(Records excerpted from a collection)
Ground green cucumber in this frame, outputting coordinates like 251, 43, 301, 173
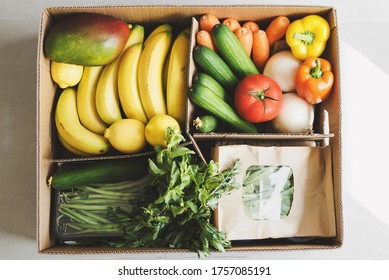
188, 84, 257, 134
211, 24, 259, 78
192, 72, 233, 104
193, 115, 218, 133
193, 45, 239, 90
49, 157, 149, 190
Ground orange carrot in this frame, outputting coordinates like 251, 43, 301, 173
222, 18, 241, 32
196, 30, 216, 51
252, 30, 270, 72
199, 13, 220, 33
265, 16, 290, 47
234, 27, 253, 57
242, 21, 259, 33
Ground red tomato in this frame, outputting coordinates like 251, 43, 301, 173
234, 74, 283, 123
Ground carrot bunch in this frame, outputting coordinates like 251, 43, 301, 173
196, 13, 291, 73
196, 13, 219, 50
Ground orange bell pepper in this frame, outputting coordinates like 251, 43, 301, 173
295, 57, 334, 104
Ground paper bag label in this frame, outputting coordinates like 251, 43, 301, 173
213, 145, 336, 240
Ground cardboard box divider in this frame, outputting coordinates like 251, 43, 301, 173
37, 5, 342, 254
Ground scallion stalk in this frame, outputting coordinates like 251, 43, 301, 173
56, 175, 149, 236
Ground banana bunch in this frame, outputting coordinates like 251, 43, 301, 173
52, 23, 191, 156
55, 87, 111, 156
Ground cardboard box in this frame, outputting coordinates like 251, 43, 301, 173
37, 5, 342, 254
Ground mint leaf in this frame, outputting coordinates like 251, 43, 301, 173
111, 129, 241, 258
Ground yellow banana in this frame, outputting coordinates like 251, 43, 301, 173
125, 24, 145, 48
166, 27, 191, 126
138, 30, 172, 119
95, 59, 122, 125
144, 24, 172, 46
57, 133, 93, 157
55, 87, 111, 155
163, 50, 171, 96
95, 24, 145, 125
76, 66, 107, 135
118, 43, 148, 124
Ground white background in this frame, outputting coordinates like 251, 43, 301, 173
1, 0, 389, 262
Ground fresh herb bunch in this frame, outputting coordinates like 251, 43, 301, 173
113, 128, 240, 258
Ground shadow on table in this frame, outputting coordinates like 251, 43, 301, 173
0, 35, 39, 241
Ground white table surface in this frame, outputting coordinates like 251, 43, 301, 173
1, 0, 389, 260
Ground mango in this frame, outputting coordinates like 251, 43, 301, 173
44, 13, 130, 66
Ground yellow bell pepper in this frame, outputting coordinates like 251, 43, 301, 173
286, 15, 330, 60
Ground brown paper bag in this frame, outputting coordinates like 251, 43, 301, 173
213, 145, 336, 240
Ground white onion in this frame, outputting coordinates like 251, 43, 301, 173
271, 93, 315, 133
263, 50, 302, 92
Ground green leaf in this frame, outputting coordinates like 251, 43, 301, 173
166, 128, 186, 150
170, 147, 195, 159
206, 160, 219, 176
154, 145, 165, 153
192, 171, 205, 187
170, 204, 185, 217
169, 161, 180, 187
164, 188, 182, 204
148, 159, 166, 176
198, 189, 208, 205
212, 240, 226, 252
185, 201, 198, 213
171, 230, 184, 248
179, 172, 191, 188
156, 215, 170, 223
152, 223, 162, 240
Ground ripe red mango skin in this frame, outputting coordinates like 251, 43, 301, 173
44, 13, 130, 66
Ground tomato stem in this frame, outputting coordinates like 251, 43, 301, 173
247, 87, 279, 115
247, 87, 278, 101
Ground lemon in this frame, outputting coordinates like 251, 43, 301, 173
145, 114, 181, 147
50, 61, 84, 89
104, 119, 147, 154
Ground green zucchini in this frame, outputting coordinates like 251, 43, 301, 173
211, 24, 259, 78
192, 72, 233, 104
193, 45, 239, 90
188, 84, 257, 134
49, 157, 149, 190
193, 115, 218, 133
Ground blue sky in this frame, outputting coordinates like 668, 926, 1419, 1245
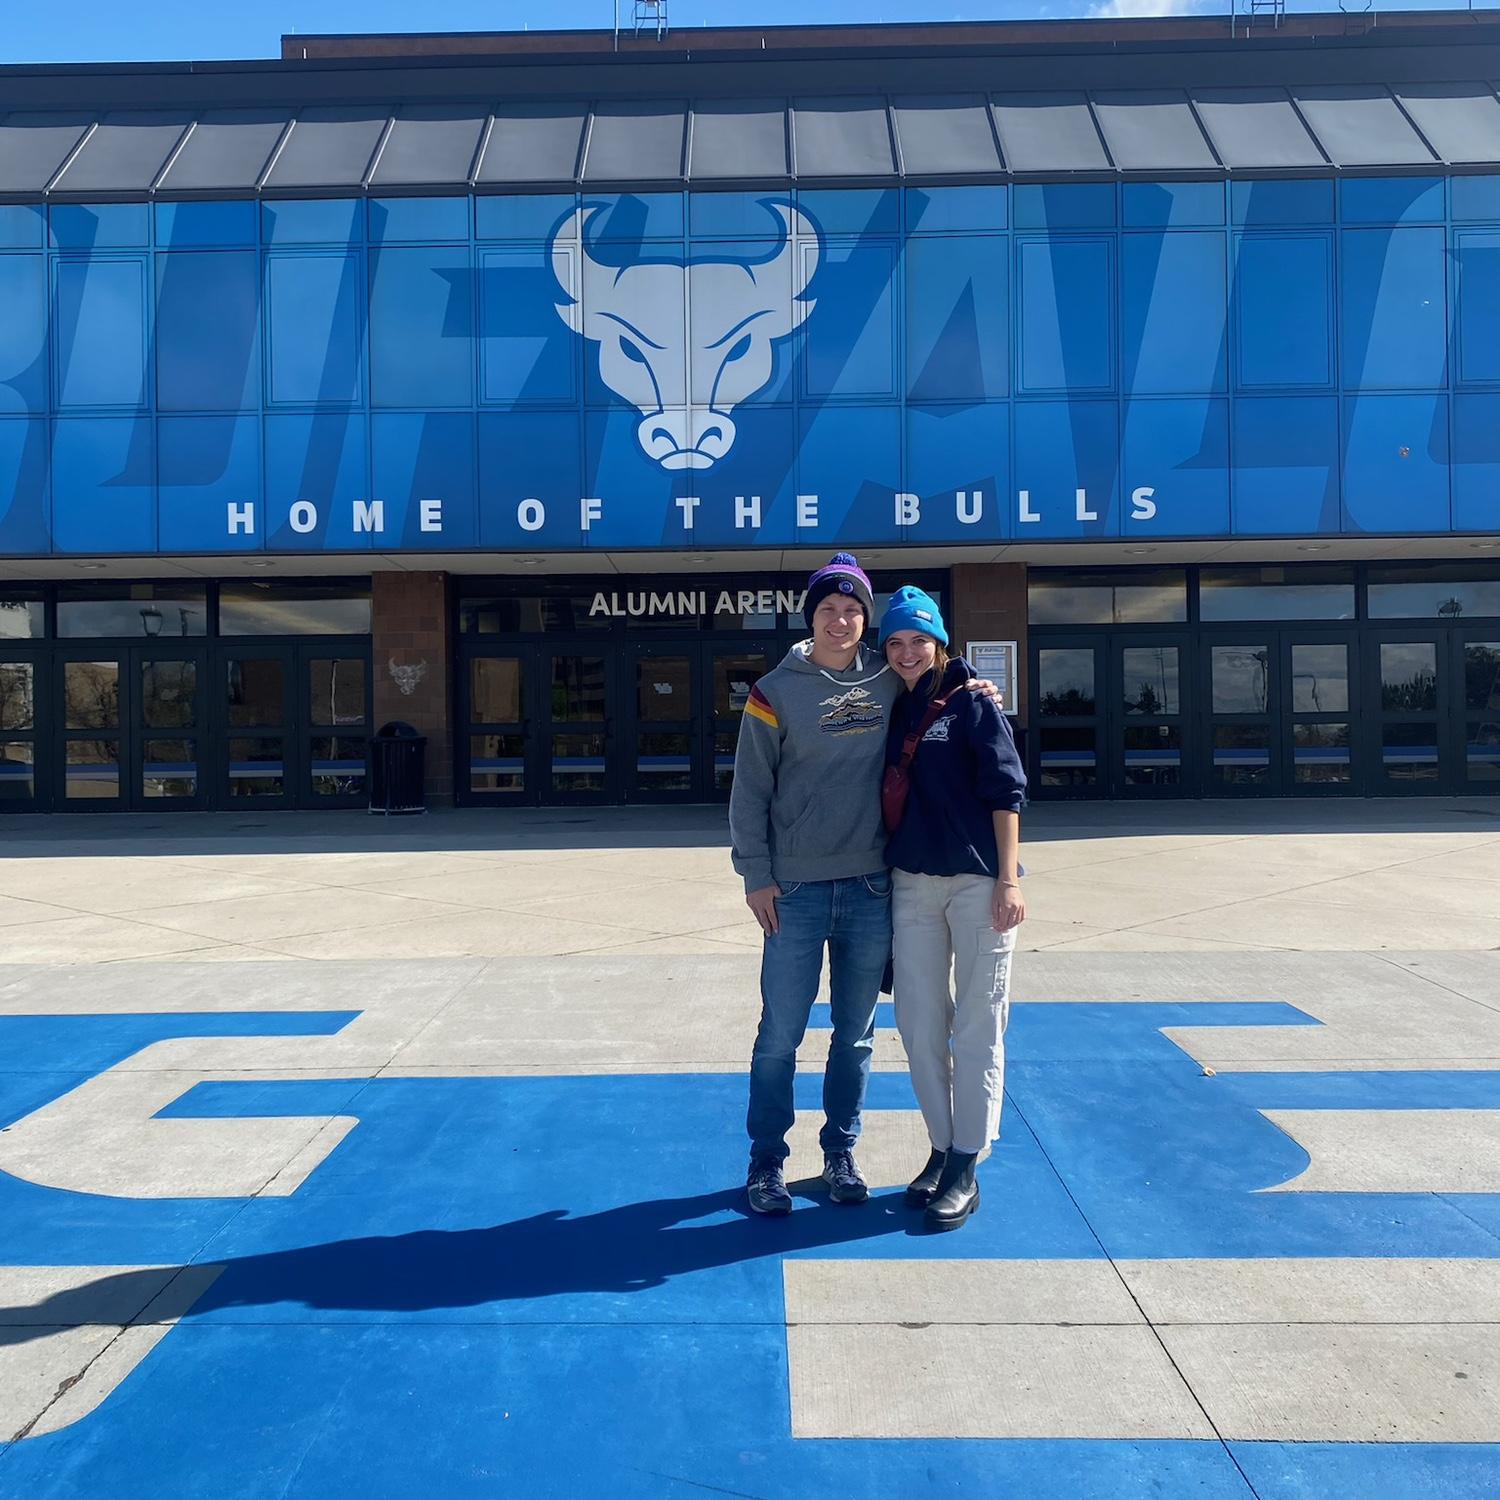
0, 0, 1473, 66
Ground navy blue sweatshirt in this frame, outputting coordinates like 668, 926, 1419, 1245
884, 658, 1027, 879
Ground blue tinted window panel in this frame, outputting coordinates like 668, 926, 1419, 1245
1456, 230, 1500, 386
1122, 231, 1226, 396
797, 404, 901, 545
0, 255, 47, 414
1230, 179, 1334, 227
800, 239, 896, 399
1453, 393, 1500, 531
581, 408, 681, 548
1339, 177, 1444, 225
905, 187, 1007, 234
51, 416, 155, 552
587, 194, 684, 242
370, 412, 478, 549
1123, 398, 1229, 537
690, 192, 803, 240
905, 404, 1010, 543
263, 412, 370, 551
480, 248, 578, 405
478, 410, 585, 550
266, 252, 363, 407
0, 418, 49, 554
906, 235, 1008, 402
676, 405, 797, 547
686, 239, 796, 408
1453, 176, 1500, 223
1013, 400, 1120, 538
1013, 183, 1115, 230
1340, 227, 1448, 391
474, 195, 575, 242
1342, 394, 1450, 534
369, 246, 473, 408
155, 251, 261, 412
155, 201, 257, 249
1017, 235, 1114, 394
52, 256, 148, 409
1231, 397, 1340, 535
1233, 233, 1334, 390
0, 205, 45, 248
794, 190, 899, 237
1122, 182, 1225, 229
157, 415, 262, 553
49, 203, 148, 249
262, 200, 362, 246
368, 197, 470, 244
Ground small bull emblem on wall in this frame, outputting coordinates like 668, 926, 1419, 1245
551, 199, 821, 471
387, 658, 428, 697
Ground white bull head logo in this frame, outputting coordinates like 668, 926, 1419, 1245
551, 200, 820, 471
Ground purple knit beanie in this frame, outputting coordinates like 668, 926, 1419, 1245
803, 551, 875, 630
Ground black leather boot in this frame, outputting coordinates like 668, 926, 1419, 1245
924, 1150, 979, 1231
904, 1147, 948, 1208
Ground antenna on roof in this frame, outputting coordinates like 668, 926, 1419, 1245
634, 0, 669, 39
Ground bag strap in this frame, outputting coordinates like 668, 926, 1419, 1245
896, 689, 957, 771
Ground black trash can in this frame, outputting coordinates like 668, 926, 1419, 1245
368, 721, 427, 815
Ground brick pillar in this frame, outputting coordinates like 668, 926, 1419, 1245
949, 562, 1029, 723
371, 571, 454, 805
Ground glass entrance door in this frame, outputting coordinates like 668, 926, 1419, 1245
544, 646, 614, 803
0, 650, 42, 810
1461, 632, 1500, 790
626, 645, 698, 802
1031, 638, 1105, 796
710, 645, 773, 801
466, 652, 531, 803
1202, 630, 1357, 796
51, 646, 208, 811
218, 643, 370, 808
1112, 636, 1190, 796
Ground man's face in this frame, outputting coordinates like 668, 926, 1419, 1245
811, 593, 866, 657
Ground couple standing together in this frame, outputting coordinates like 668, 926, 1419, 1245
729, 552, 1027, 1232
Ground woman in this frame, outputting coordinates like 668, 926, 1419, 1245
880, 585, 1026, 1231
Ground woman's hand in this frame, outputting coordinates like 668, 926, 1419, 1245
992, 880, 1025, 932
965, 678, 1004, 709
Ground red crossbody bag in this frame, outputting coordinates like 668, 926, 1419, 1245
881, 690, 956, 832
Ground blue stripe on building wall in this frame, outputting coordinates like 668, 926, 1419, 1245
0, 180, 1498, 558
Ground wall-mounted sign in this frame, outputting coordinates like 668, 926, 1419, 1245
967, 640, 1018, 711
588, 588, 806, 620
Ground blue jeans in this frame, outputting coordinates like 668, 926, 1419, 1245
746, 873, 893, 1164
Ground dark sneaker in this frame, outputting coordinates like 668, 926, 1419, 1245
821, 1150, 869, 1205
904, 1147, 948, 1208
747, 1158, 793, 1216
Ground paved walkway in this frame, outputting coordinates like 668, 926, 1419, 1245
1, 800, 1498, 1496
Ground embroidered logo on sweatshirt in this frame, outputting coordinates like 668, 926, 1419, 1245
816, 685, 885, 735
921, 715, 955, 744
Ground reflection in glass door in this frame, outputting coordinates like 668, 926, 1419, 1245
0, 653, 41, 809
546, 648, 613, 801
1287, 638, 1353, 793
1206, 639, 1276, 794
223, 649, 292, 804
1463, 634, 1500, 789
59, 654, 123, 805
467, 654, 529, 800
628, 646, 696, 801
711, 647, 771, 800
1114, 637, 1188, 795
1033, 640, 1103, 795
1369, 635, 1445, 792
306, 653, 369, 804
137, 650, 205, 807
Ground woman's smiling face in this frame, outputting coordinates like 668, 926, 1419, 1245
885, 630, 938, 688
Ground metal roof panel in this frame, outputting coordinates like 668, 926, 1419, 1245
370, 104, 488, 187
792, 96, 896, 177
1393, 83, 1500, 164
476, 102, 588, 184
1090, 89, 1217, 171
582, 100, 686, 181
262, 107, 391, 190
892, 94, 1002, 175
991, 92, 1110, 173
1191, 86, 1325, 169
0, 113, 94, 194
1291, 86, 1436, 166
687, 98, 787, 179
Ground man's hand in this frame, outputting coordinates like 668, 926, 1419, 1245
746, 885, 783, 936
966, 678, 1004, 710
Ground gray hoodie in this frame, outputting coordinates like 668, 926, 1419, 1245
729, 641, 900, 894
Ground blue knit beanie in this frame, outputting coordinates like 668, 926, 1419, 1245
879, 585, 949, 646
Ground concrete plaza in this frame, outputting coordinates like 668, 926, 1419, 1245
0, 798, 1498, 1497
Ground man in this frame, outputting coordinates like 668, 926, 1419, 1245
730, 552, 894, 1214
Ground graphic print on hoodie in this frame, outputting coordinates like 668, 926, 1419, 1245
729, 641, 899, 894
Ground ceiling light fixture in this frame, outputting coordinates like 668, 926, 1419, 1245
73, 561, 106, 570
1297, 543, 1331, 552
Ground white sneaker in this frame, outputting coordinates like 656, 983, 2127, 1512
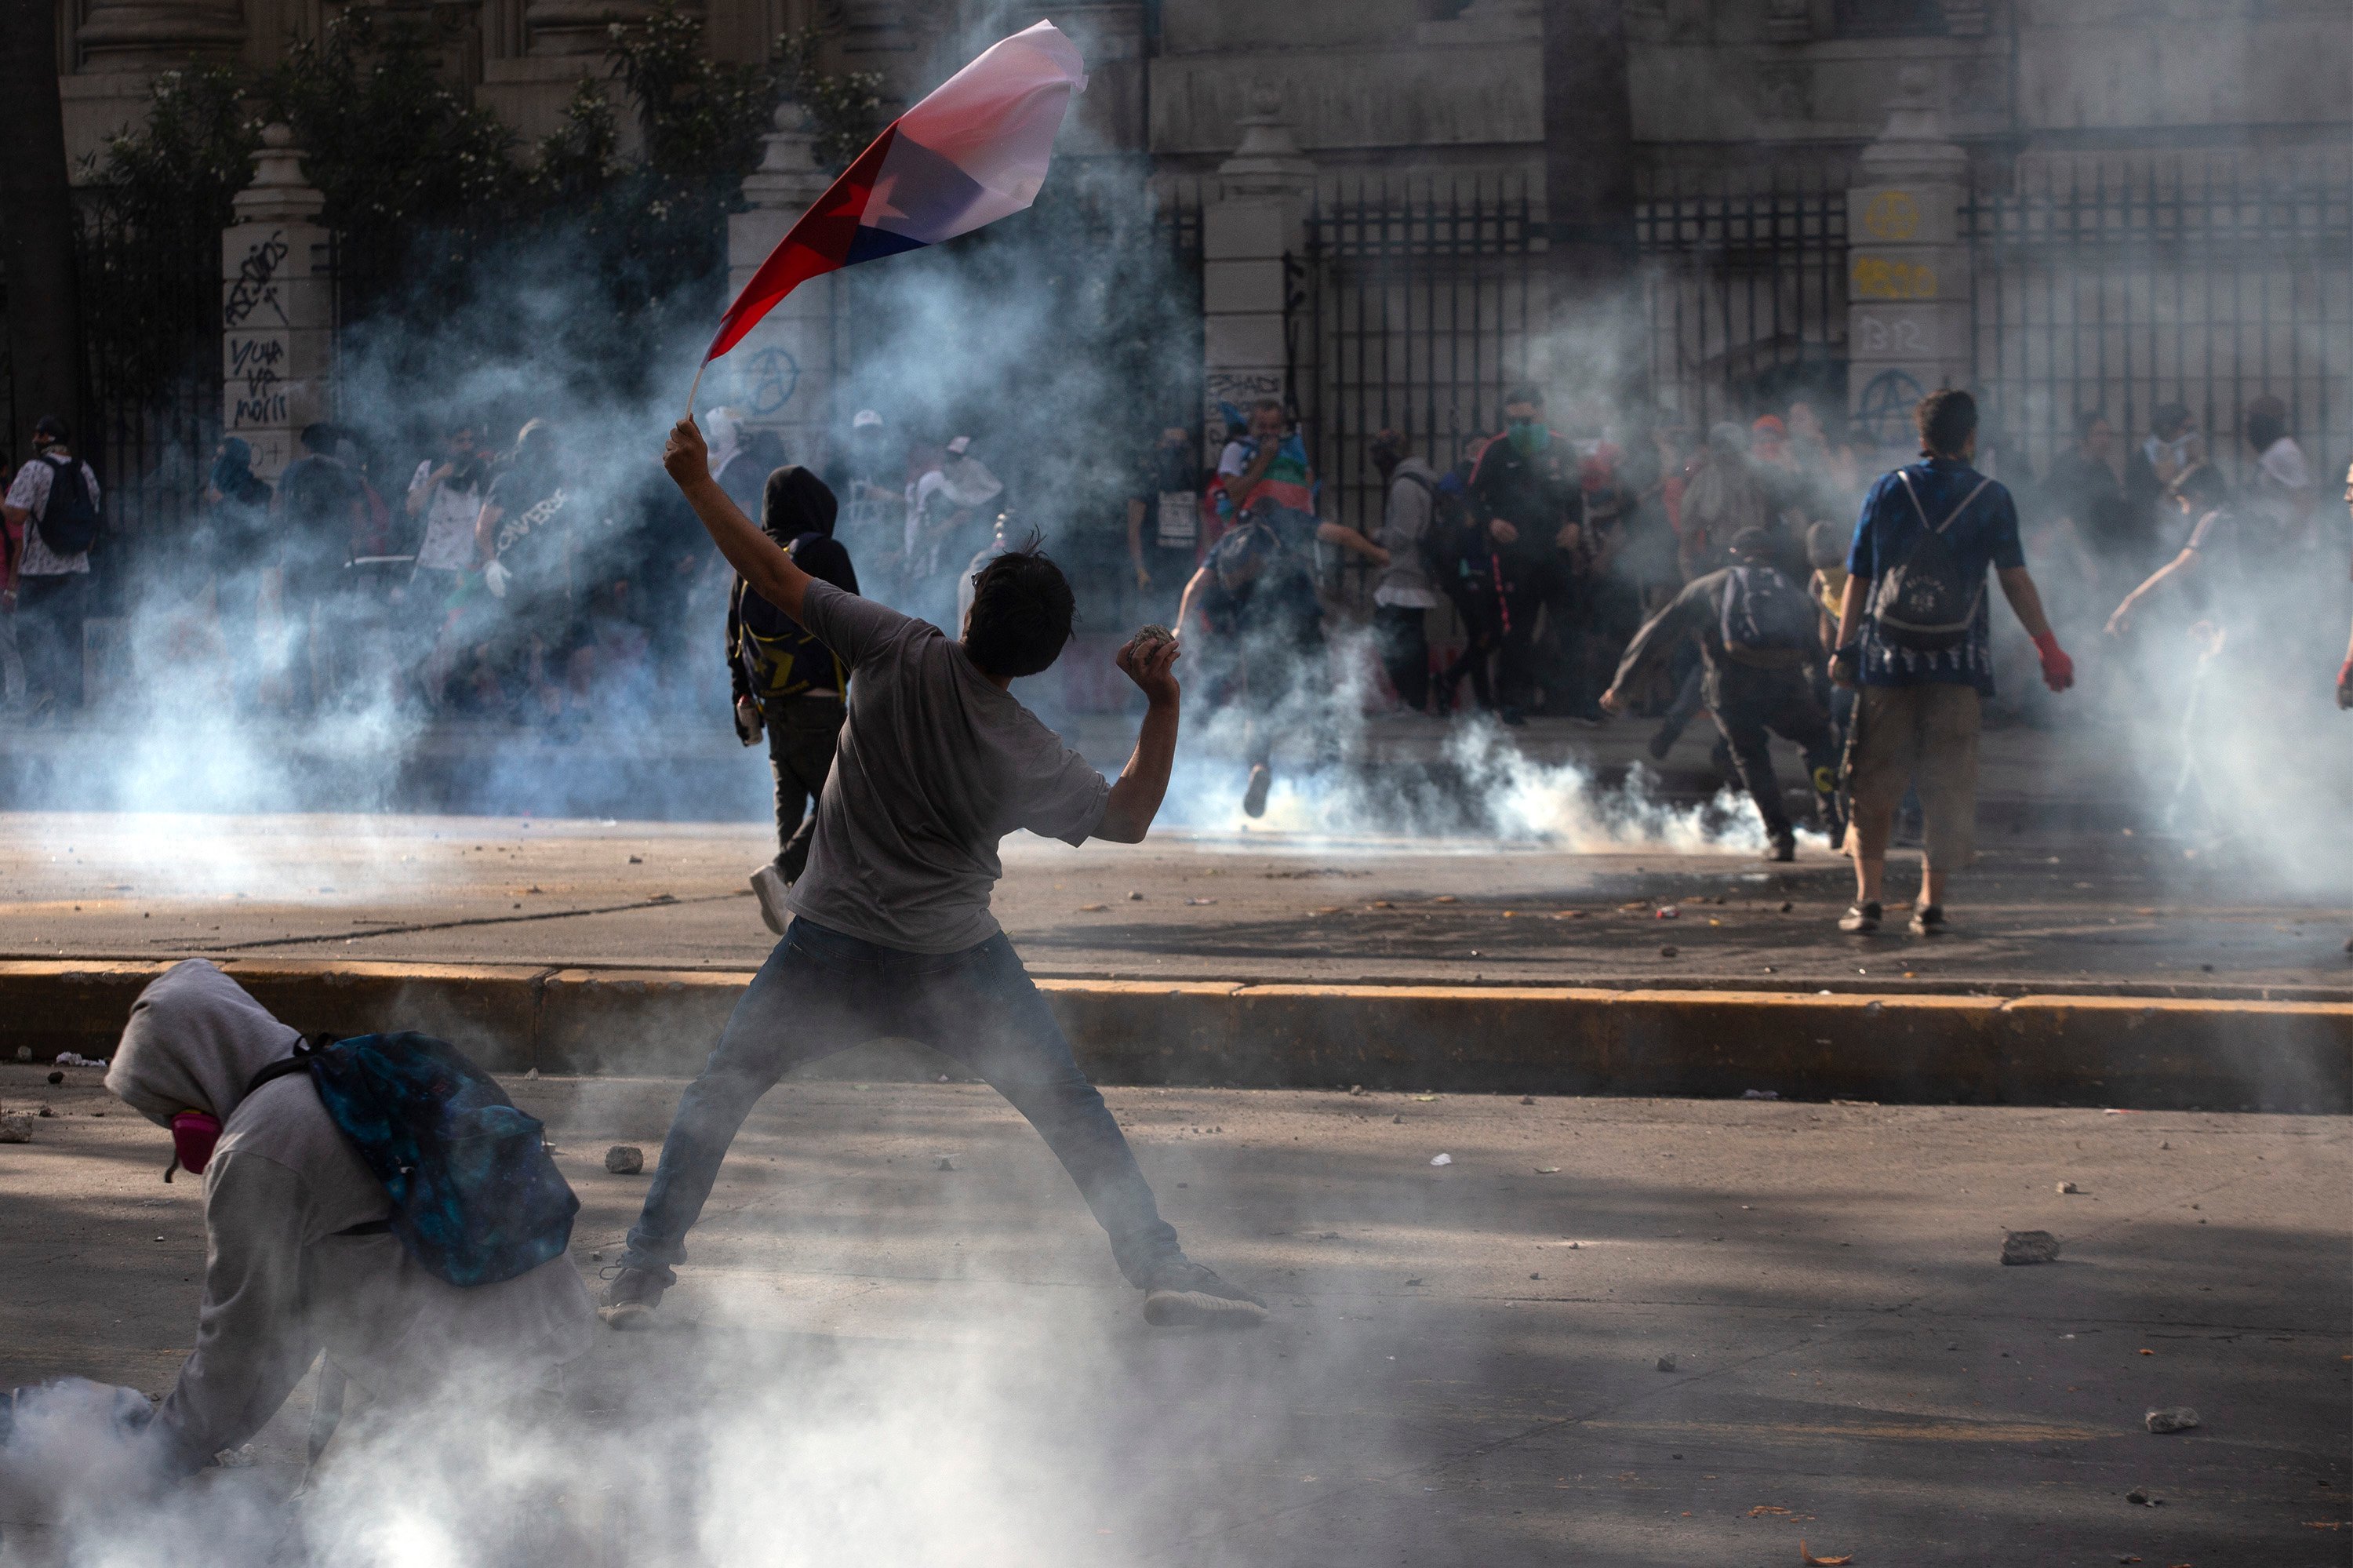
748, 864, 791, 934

## EXERCISE:
Extract, word for word, each line from the one that contains "Ground man's hand" through the final line of the data above. Leave the pictures out.

## RESPONSE AREA:
Ground man's hand in this frame, outputting coordinates like 668, 926, 1419, 1245
746, 885, 783, 936
966, 678, 1004, 710
Ground gray hoodie in this frame, outputting coordinates like 668, 926, 1419, 1245
729, 641, 900, 894
Ground blue knit beanie in this frame, outputting coordinates like 668, 926, 1419, 1245
879, 585, 949, 646
Ground concrete plaza in this frame, outputting coordinates like 668, 926, 1419, 1245
0, 798, 1498, 1497
Ground man in this frame, outputting coordinates like 668, 926, 1419, 1245
730, 552, 894, 1214
Ground graphic print on hoodie in this frame, outputting coordinates like 668, 926, 1419, 1245
729, 641, 899, 894
Ground ceiling light fixture in this frame, outputting coordinates like 668, 926, 1419, 1245
73, 561, 106, 570
1297, 543, 1331, 552
Ground white sneaker in this frame, outputting coordinates like 656, 983, 2127, 1512
748, 864, 791, 934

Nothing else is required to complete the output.